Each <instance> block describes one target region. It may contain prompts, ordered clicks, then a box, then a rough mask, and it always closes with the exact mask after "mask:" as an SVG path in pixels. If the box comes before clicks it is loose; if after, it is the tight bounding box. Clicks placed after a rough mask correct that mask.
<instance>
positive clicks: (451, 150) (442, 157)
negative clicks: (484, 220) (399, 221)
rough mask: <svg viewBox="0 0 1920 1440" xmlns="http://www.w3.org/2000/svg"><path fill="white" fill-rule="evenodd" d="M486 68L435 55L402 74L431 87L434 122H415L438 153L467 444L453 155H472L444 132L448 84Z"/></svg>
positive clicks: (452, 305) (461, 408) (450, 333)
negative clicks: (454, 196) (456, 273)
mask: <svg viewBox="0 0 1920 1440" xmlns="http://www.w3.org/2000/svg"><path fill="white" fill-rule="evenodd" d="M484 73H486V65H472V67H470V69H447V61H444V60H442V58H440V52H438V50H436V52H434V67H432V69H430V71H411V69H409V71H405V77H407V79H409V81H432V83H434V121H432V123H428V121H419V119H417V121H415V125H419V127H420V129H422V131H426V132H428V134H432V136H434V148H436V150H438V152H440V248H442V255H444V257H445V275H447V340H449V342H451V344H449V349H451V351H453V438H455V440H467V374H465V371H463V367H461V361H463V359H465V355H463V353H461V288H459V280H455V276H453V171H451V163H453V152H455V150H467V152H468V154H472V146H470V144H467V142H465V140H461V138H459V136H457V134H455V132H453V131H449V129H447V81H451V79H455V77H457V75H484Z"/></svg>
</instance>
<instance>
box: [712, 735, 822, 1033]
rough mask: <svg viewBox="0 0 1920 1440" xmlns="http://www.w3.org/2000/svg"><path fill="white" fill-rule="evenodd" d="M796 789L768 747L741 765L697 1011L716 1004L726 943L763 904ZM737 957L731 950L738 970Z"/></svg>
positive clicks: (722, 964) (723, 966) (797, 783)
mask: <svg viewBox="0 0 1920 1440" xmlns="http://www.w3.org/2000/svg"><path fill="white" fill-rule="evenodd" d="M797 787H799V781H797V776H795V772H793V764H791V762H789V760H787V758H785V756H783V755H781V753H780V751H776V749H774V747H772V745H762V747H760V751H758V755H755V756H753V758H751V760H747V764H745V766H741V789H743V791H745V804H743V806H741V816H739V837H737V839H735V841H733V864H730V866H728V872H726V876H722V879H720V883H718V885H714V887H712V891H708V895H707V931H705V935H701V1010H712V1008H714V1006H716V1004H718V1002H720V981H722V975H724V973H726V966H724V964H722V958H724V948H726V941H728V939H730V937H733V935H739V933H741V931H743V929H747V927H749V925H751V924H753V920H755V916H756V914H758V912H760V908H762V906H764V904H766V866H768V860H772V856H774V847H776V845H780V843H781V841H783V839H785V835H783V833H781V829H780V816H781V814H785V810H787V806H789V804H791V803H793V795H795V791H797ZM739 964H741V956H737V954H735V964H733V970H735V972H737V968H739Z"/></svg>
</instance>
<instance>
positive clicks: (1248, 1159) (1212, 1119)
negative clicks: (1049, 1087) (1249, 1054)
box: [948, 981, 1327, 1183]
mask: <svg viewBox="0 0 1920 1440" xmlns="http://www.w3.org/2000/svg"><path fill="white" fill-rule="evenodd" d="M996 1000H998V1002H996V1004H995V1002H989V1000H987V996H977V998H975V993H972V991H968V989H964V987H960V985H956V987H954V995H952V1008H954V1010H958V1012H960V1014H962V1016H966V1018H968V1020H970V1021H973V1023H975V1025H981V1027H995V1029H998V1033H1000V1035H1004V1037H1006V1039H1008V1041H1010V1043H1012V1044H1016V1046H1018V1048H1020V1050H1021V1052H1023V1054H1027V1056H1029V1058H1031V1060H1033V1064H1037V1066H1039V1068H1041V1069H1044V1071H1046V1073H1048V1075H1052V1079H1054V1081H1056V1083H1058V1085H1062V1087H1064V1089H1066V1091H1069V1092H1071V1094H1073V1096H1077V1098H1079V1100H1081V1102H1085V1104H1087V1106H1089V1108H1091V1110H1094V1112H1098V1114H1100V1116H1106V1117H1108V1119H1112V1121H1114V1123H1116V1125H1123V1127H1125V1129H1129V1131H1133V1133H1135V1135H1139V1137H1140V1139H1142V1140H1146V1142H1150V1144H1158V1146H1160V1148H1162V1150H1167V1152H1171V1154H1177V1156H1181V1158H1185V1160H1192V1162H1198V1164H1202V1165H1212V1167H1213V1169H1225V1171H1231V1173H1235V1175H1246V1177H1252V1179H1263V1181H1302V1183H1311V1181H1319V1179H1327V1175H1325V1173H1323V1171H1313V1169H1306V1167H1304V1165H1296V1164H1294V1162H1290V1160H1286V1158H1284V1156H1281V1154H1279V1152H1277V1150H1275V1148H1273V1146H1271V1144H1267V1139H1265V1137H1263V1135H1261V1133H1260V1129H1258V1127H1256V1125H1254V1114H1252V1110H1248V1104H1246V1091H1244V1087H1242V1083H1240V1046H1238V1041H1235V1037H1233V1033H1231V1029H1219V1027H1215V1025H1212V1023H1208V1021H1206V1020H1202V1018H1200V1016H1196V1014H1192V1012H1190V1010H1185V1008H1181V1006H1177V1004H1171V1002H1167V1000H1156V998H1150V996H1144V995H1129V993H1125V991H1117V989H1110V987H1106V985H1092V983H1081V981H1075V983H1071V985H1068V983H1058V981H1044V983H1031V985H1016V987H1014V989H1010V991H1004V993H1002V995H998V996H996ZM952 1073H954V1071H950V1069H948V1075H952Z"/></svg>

Problem details: Copy out every entry, keeping each line exactly as it is.

Answer space:
Each <instance> block describes one target region. It may contain prompts, ordered clicks, then a box, then a rough mask, and it always closes with the exact mask after "mask:" as an SVG path in pixels. If the box comes before clicks it is loose; if after, it is the tight bounding box. Clicks placed after a rough mask correct that mask.
<instance>
positive clicks: (451, 150) (442, 157)
negative clicks: (484, 220) (399, 221)
rough mask: <svg viewBox="0 0 1920 1440" xmlns="http://www.w3.org/2000/svg"><path fill="white" fill-rule="evenodd" d="M486 68L435 55L402 74L431 87L434 122H415L438 153L467 444L453 155H472L444 132L448 84Z"/></svg>
positive clicks: (452, 305) (461, 408) (450, 333)
negative clicks: (454, 196) (456, 273)
mask: <svg viewBox="0 0 1920 1440" xmlns="http://www.w3.org/2000/svg"><path fill="white" fill-rule="evenodd" d="M484 73H486V65H472V67H470V69H447V61H444V60H442V58H440V52H438V50H436V52H434V67H432V69H430V71H411V69H409V71H405V77H407V79H409V81H432V83H434V121H432V123H428V121H419V119H417V121H415V125H419V127H420V129H422V131H426V132H428V134H432V136H434V148H436V150H438V152H440V248H442V255H444V257H445V275H447V340H449V342H451V344H449V349H451V351H453V438H455V440H467V374H465V371H463V367H461V361H463V359H465V355H463V353H461V288H459V280H455V276H453V171H451V163H453V152H455V150H467V152H468V154H472V146H470V144H467V142H465V140H461V138H459V136H457V134H455V132H453V131H449V129H447V81H451V79H455V77H457V75H484Z"/></svg>
</instance>
<instance>
box: [712, 735, 822, 1033]
rough mask: <svg viewBox="0 0 1920 1440" xmlns="http://www.w3.org/2000/svg"><path fill="white" fill-rule="evenodd" d="M796 789L768 747L741 765L697 1011L716 1004L726 943L763 904ZM737 957L731 950L738 970Z"/></svg>
positive clicks: (722, 964) (723, 966) (797, 783)
mask: <svg viewBox="0 0 1920 1440" xmlns="http://www.w3.org/2000/svg"><path fill="white" fill-rule="evenodd" d="M797 787H799V781H797V776H795V772H793V764H791V762H789V760H787V758H785V756H783V755H781V753H780V751H776V749H774V747H772V745H762V747H760V751H758V755H755V756H753V758H751V760H747V764H745V766H741V789H743V791H745V804H743V806H741V816H739V837H737V839H735V841H733V864H730V866H728V872H726V876H722V879H720V883H718V885H714V887H712V891H708V895H707V931H705V935H701V1010H712V1008H714V1006H716V1004H718V1002H720V981H722V975H724V973H726V966H724V964H722V958H724V948H726V941H728V939H730V937H733V935H739V933H741V931H743V929H747V927H749V925H751V924H753V920H755V916H756V914H758V912H760V908H762V906H764V904H766V866H768V860H772V856H774V847H776V845H780V843H781V841H783V839H785V835H783V833H781V829H780V816H781V814H785V810H787V806H789V804H791V803H793V795H795V791H797ZM739 964H741V956H737V954H735V964H733V970H735V972H737V968H739Z"/></svg>
</instance>
<instance>
positive clicks: (1248, 1159) (1212, 1119)
negative clicks: (1049, 1087) (1249, 1054)
box: [948, 981, 1327, 1183]
mask: <svg viewBox="0 0 1920 1440" xmlns="http://www.w3.org/2000/svg"><path fill="white" fill-rule="evenodd" d="M996 1000H998V1002H996V1004H995V1002H989V1000H987V996H977V998H975V993H972V991H968V989H964V987H960V985H956V987H954V995H952V1008H954V1010H958V1012H960V1014H962V1016H966V1018H968V1020H970V1021H973V1023H975V1025H981V1027H995V1029H998V1033H1000V1035H1004V1037H1006V1039H1008V1041H1010V1043H1012V1044H1016V1046H1018V1048H1020V1050H1021V1052H1023V1054H1027V1056H1029V1058H1031V1060H1033V1064H1037V1066H1039V1068H1041V1069H1044V1071H1046V1073H1048V1075H1052V1079H1054V1081H1056V1083H1058V1085H1062V1087H1064V1089H1066V1091H1069V1092H1071V1094H1073V1096H1077V1098H1079V1100H1081V1102H1085V1104H1087V1106H1089V1108H1091V1110H1094V1112H1098V1114H1100V1116H1106V1117H1108V1119H1112V1121H1114V1123H1116V1125H1123V1127H1125V1129H1129V1131H1133V1133H1135V1135H1139V1137H1140V1139H1142V1140H1146V1142H1150V1144H1158V1146H1160V1148H1162V1150H1167V1152H1171V1154H1177V1156H1181V1158H1185V1160H1192V1162H1198V1164H1202V1165H1212V1167H1213V1169H1225V1171H1231V1173H1235V1175H1246V1177H1252V1179H1263V1181H1302V1183H1311V1181H1319V1179H1327V1175H1325V1173H1323V1171H1313V1169H1306V1167H1304V1165H1296V1164H1294V1162H1290V1160H1286V1158H1284V1156H1281V1154H1279V1152H1277V1150H1275V1148H1273V1146H1271V1144H1267V1139H1265V1137H1263V1135H1261V1133H1260V1129H1258V1127H1256V1125H1254V1114H1252V1110H1248V1104H1246V1091H1244V1087H1242V1083H1240V1046H1238V1041H1235V1037H1233V1033H1231V1029H1219V1027H1215V1025H1212V1023H1208V1021H1206V1020H1202V1018H1200V1016H1196V1014H1192V1012H1190V1010H1185V1008H1181V1006H1177V1004H1171V1002H1167V1000H1156V998H1150V996H1144V995H1129V993H1125V991H1117V989H1110V987H1106V985H1092V983H1081V981H1075V983H1071V985H1068V983H1058V981H1044V983H1031V985H1016V987H1014V989H1010V991H1004V993H1002V995H998V996H996ZM952 1073H954V1071H950V1069H948V1075H952Z"/></svg>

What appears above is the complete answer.